*Prompt 1:*
Please retype from the AutoGen excerpt the part that opens with the words containing "3. **Agent Customization" and closes with "complexities and requirements.".
*Prompt 2:*
In the AutoGen excerpt, what target token count does the LLMLingua compression example set?
*Prompt 3:*
Proceed with the AutoGen excerpt from the point where it stops.

2. **Conversation Programming**: AutoGen introduces a programming paradigm centered around conversational interactions among agents. This approach simplifies the development of complex applications by streamlining how agents communicate and interact, focusing on conversational logic rather than traditional coding for
mats.

3. **Agent Customization and Flexibility**: Developers have the freedom to define the capabilities and behaviors of agents within the system, allowing for a wide range of applications across different domains.

4. **Application Versatility**: The paper outlines various use cases from mathematics and coding to decision-making and entertainment, demonstrating AutoGen's ability to cope with a broad spectrum of complexities and requirements.

5. **Hierarchical and Joint Chat Capabilities**: The system supports complex conversation patterns including hierarchical and multi-agent interactions, facilitating robust dialogues that can dynamically adjust based on the conversation context and the agents' roles.

6. **Open-source and Community Engagement**: AutoGen is presented as an open-source framework, inviting contributions and adaptations from the global development community to expand its capabilities and applications.

The framework's architecture is designed so that it can be seamlessly integrated into existing systems, providing a robust foundation for developing sophisticated multi-agent applications that leverage the capabilities of modern LLMs. The paper also discusses potential ethical considerations and future improvements, highlighting the importance of continual development in response to evolving tech landscapes and user needs.

Example 3: Modifying LLMLingua's Compression Parameters

LLMLingua's flexibility allows for various configurations, such as customizing instructions for the LLM or setting specific token counts for compression. This example demonstrates how to set a target token count, enabling the use of models with smaller context sizes like gpt-3.5.

config_list = [{"model": "gpt-3.5-turbo", "api_key": os.getenv("OPENAI_API_KEY")}]
researcher = autogen.ConversableAgent(
    "assistant",
    llm_config={"config_list": config_list},
    max_consecutive_auto_reply=1,
    system_message=system_message,
    human_input_mode="NEVER",
)

text_compressor = TextMessageCompressor(
    text_compressor=llm_lingua,
    compression_params={"target_token": 13000},
    cache=None,
)
context_handling = transform_messages.TransformMessages(transforms=[text_compressor])
context_handling.add_to_agent(researcher)

compressed_text = text_compressor.apply_transform([{"content": message}])

*Extracted information:*
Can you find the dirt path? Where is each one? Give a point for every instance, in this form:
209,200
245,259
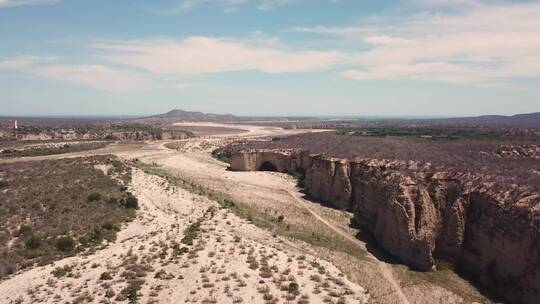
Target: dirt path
384,268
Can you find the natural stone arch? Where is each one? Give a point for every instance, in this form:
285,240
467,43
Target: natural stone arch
268,166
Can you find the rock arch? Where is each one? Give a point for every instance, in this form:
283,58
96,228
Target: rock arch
268,166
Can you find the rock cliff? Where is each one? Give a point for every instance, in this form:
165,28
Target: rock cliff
419,215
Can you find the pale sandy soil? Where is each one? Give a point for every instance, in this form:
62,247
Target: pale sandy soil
217,267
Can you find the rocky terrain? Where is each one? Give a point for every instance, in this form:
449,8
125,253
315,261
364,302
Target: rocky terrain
485,223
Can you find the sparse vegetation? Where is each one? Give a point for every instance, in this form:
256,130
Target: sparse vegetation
41,151
57,208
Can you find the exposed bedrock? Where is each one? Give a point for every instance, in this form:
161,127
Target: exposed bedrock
419,215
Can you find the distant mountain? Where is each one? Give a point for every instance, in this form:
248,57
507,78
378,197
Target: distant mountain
518,119
178,115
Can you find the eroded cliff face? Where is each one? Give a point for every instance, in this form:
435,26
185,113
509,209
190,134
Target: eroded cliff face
420,215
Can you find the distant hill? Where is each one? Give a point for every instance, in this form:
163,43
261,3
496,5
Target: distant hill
178,115
532,119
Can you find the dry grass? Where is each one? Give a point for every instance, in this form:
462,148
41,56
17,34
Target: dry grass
52,209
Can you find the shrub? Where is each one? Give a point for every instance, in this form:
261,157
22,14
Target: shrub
293,288
65,244
93,197
61,271
25,230
105,276
108,226
33,243
131,201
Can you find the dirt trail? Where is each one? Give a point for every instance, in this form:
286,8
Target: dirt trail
384,268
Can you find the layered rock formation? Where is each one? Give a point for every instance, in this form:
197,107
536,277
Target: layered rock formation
420,214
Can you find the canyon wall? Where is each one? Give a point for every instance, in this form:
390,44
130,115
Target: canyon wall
420,215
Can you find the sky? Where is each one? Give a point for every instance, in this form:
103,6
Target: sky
269,57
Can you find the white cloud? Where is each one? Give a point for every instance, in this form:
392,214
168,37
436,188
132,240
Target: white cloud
226,5
16,63
98,77
197,55
11,3
483,43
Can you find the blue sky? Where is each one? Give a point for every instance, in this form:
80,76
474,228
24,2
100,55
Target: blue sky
269,57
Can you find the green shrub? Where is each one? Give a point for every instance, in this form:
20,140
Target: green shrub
33,243
109,226
25,230
191,234
293,288
93,197
105,276
65,244
59,272
3,183
131,201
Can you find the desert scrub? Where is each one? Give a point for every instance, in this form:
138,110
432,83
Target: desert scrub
58,208
41,151
323,237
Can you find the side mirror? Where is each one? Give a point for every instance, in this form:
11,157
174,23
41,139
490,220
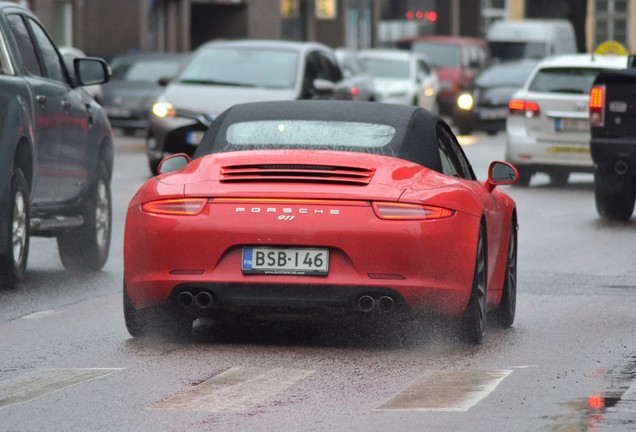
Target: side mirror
91,70
501,174
173,163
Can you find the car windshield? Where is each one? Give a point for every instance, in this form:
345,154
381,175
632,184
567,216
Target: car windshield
145,70
244,67
387,68
564,80
517,50
505,75
439,54
308,134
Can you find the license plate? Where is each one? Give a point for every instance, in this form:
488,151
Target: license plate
286,261
492,114
571,125
194,137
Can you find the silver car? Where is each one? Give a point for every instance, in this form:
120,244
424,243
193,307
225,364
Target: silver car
547,128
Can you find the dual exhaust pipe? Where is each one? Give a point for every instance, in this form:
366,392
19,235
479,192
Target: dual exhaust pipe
367,303
201,300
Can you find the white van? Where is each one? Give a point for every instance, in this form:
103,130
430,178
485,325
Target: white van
530,38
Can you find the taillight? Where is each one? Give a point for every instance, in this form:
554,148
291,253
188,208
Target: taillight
177,207
529,109
402,211
597,102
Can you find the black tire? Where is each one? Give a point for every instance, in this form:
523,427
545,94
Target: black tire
473,321
614,197
506,313
161,321
87,248
559,178
13,262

*Task response 1:*
3. **Agent Customization and Flexibility**: Developers have the freedom to define the capabilities and behaviors of agents within the system, allowing for a wide range of applications across different domains.

4. **Application Versatility**: The paper outlines various use cases from mathematics and coding to decision-making and entertainment, demonstrating AutoGen's ability to cope with a broad spectrum of complexities and requirements.

*Task response 2:*
13000

*Task response 3:*
result = user_proxy.initiate_chat(recipient=researcher, clear_history=True, message=message, silent=True)

print(result.chat_history[1]["content"])
25308 tokens saved with text compression.
Based on the extensive research paper information provided, it seems that the focus is on developing a framework called AutoGen for creating multi-agent conversations based on Large Language Models (LLMs) for a variety of applications such as math problem solving, coding, decision-making, and more.

The paper discusses the importance of incorporating diverse roles of LLMs, human inputs, and tools to enhance the capabilities of the conversable agents within the AutoGen framework. It also delves into the effectiveness of different systems in various scenarios, showcases the implementation of AutoGen in pilot studies, and compares its performance with other systems in tasks like math problem-solving, coding, and decision-making.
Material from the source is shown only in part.